Data supplied:
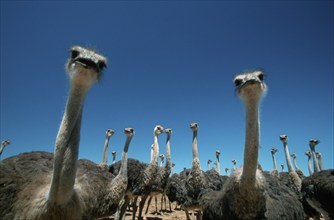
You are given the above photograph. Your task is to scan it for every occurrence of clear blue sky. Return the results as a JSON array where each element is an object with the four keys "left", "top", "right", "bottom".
[{"left": 1, "top": 1, "right": 333, "bottom": 175}]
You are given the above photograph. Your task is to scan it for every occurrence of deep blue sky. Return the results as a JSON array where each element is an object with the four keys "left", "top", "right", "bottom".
[{"left": 1, "top": 1, "right": 333, "bottom": 174}]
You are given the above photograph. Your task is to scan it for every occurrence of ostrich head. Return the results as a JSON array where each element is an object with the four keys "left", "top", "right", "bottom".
[
  {"left": 165, "top": 128, "right": 172, "bottom": 135},
  {"left": 66, "top": 46, "right": 107, "bottom": 87},
  {"left": 106, "top": 129, "right": 115, "bottom": 138},
  {"left": 216, "top": 150, "right": 221, "bottom": 157},
  {"left": 225, "top": 168, "right": 229, "bottom": 172},
  {"left": 291, "top": 153, "right": 297, "bottom": 159},
  {"left": 2, "top": 139, "right": 10, "bottom": 146},
  {"left": 172, "top": 163, "right": 175, "bottom": 167},
  {"left": 271, "top": 148, "right": 278, "bottom": 155},
  {"left": 160, "top": 154, "right": 165, "bottom": 160},
  {"left": 232, "top": 159, "right": 237, "bottom": 165},
  {"left": 208, "top": 159, "right": 212, "bottom": 164},
  {"left": 279, "top": 134, "right": 288, "bottom": 144},
  {"left": 315, "top": 152, "right": 322, "bottom": 159},
  {"left": 154, "top": 125, "right": 164, "bottom": 136},
  {"left": 112, "top": 151, "right": 116, "bottom": 157},
  {"left": 309, "top": 139, "right": 320, "bottom": 150},
  {"left": 233, "top": 70, "right": 266, "bottom": 104},
  {"left": 305, "top": 151, "right": 312, "bottom": 158},
  {"left": 190, "top": 122, "right": 198, "bottom": 131},
  {"left": 124, "top": 127, "right": 135, "bottom": 140},
  {"left": 281, "top": 164, "right": 284, "bottom": 171}
]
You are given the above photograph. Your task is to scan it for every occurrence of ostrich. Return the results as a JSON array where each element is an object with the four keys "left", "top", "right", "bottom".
[
  {"left": 216, "top": 150, "right": 221, "bottom": 174},
  {"left": 101, "top": 128, "right": 115, "bottom": 166},
  {"left": 270, "top": 148, "right": 278, "bottom": 177},
  {"left": 171, "top": 163, "right": 175, "bottom": 175},
  {"left": 0, "top": 46, "right": 136, "bottom": 219},
  {"left": 305, "top": 151, "right": 313, "bottom": 175},
  {"left": 112, "top": 150, "right": 117, "bottom": 164},
  {"left": 112, "top": 124, "right": 164, "bottom": 220},
  {"left": 159, "top": 154, "right": 165, "bottom": 167},
  {"left": 291, "top": 153, "right": 304, "bottom": 179},
  {"left": 225, "top": 168, "right": 229, "bottom": 175},
  {"left": 279, "top": 134, "right": 302, "bottom": 191},
  {"left": 0, "top": 139, "right": 10, "bottom": 160},
  {"left": 201, "top": 70, "right": 304, "bottom": 219},
  {"left": 281, "top": 164, "right": 284, "bottom": 172},
  {"left": 309, "top": 139, "right": 320, "bottom": 172},
  {"left": 207, "top": 159, "right": 212, "bottom": 171},
  {"left": 231, "top": 159, "right": 237, "bottom": 171},
  {"left": 315, "top": 152, "right": 323, "bottom": 171}
]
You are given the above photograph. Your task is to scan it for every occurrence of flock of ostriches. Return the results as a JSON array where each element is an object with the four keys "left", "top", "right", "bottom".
[{"left": 0, "top": 46, "right": 333, "bottom": 220}]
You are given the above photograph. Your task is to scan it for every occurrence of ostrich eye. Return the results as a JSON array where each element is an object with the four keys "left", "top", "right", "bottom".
[
  {"left": 98, "top": 61, "right": 107, "bottom": 70},
  {"left": 258, "top": 73, "right": 264, "bottom": 81},
  {"left": 71, "top": 50, "right": 79, "bottom": 59},
  {"left": 234, "top": 79, "right": 243, "bottom": 87}
]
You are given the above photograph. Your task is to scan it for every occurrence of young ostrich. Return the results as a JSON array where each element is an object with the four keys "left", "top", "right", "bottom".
[
  {"left": 291, "top": 153, "right": 304, "bottom": 179},
  {"left": 201, "top": 70, "right": 304, "bottom": 219},
  {"left": 305, "top": 151, "right": 313, "bottom": 175},
  {"left": 207, "top": 159, "right": 213, "bottom": 171},
  {"left": 0, "top": 46, "right": 135, "bottom": 219},
  {"left": 0, "top": 139, "right": 10, "bottom": 160}
]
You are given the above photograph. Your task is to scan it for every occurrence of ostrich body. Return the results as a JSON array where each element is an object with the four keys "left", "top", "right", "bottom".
[
  {"left": 270, "top": 148, "right": 278, "bottom": 177},
  {"left": 201, "top": 70, "right": 304, "bottom": 219},
  {"left": 0, "top": 139, "right": 10, "bottom": 160},
  {"left": 302, "top": 169, "right": 334, "bottom": 219},
  {"left": 0, "top": 46, "right": 136, "bottom": 219},
  {"left": 305, "top": 151, "right": 313, "bottom": 175},
  {"left": 101, "top": 129, "right": 115, "bottom": 166},
  {"left": 216, "top": 150, "right": 221, "bottom": 174}
]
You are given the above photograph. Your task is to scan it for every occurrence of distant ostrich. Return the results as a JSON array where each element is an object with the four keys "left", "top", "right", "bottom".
[
  {"left": 201, "top": 70, "right": 304, "bottom": 219},
  {"left": 207, "top": 159, "right": 212, "bottom": 171},
  {"left": 171, "top": 163, "right": 175, "bottom": 175},
  {"left": 225, "top": 168, "right": 229, "bottom": 175},
  {"left": 0, "top": 46, "right": 136, "bottom": 219},
  {"left": 231, "top": 159, "right": 237, "bottom": 171},
  {"left": 315, "top": 152, "right": 323, "bottom": 171},
  {"left": 281, "top": 164, "right": 284, "bottom": 172},
  {"left": 309, "top": 139, "right": 320, "bottom": 172},
  {"left": 305, "top": 151, "right": 313, "bottom": 175},
  {"left": 0, "top": 139, "right": 10, "bottom": 160},
  {"left": 216, "top": 150, "right": 221, "bottom": 174},
  {"left": 279, "top": 134, "right": 302, "bottom": 191},
  {"left": 112, "top": 151, "right": 117, "bottom": 164},
  {"left": 159, "top": 154, "right": 165, "bottom": 167},
  {"left": 101, "top": 128, "right": 115, "bottom": 166},
  {"left": 291, "top": 153, "right": 304, "bottom": 178},
  {"left": 112, "top": 125, "right": 164, "bottom": 220},
  {"left": 270, "top": 148, "right": 278, "bottom": 177}
]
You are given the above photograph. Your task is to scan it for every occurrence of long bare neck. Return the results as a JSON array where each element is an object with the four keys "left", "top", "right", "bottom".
[
  {"left": 192, "top": 130, "right": 201, "bottom": 171},
  {"left": 102, "top": 136, "right": 111, "bottom": 164},
  {"left": 318, "top": 156, "right": 323, "bottom": 171},
  {"left": 283, "top": 143, "right": 294, "bottom": 172},
  {"left": 292, "top": 157, "right": 300, "bottom": 171},
  {"left": 216, "top": 156, "right": 220, "bottom": 174},
  {"left": 153, "top": 135, "right": 159, "bottom": 166},
  {"left": 241, "top": 100, "right": 260, "bottom": 185},
  {"left": 271, "top": 153, "right": 277, "bottom": 171},
  {"left": 307, "top": 157, "right": 313, "bottom": 175},
  {"left": 165, "top": 134, "right": 171, "bottom": 169},
  {"left": 119, "top": 137, "right": 132, "bottom": 178},
  {"left": 310, "top": 146, "right": 320, "bottom": 172},
  {"left": 49, "top": 84, "right": 88, "bottom": 205}
]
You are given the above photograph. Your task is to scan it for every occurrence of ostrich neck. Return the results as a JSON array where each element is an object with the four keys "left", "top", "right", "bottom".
[
  {"left": 283, "top": 143, "right": 294, "bottom": 172},
  {"left": 153, "top": 135, "right": 159, "bottom": 166},
  {"left": 318, "top": 156, "right": 323, "bottom": 171},
  {"left": 241, "top": 100, "right": 259, "bottom": 185},
  {"left": 192, "top": 130, "right": 201, "bottom": 171},
  {"left": 102, "top": 136, "right": 111, "bottom": 164},
  {"left": 310, "top": 146, "right": 320, "bottom": 172},
  {"left": 49, "top": 84, "right": 88, "bottom": 205},
  {"left": 165, "top": 134, "right": 171, "bottom": 169},
  {"left": 112, "top": 154, "right": 116, "bottom": 164},
  {"left": 119, "top": 136, "right": 132, "bottom": 178},
  {"left": 307, "top": 157, "right": 313, "bottom": 175},
  {"left": 271, "top": 153, "right": 277, "bottom": 171},
  {"left": 216, "top": 156, "right": 220, "bottom": 174},
  {"left": 292, "top": 157, "right": 299, "bottom": 171}
]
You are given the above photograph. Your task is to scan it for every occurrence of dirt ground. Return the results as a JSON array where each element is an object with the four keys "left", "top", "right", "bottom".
[{"left": 109, "top": 194, "right": 189, "bottom": 220}]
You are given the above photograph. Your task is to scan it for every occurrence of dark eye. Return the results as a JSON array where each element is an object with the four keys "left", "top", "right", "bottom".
[
  {"left": 234, "top": 79, "right": 243, "bottom": 87},
  {"left": 258, "top": 73, "right": 264, "bottom": 81},
  {"left": 71, "top": 50, "right": 79, "bottom": 59},
  {"left": 98, "top": 61, "right": 107, "bottom": 70}
]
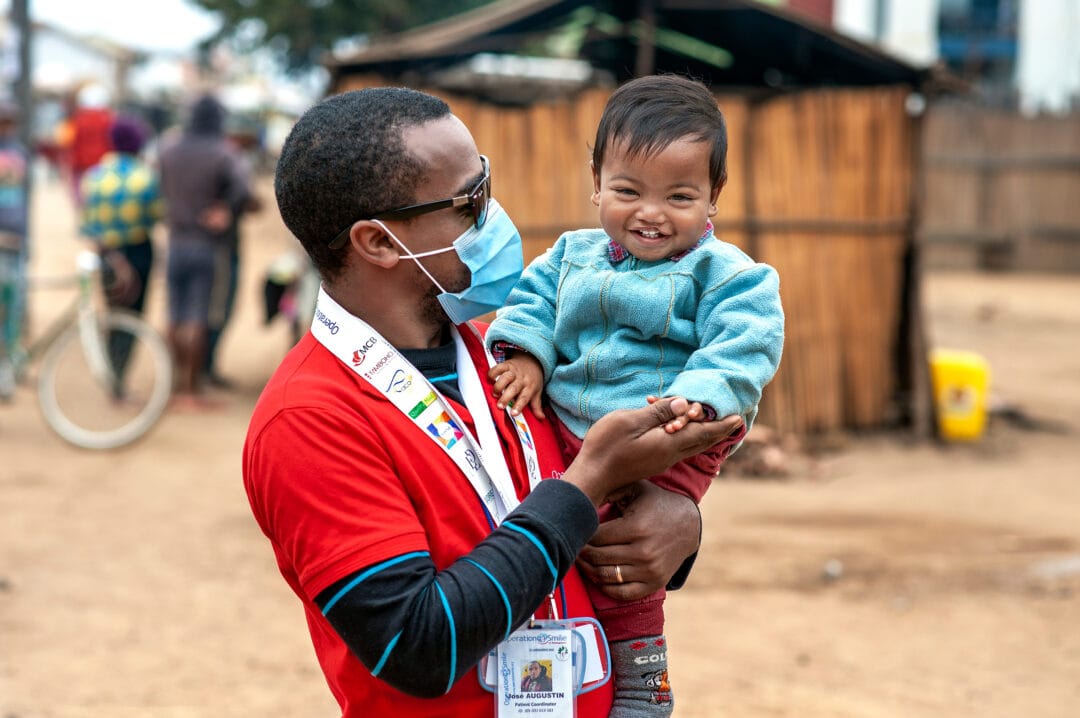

What you should do:
In your reply, please print exactly the lines from the one with "occurrence of dark" through the final line of the listing above, both included, and no pictures.

Final answer:
You are given the above photograph. Your task is to scan it for every occurrence of dark eye. Return the results as a JSON array where each element is an object with the four keys "left", "top", "right", "bottom".
[
  {"left": 234, "top": 79, "right": 243, "bottom": 87},
  {"left": 258, "top": 73, "right": 264, "bottom": 81},
  {"left": 71, "top": 50, "right": 79, "bottom": 59},
  {"left": 98, "top": 61, "right": 107, "bottom": 70}
]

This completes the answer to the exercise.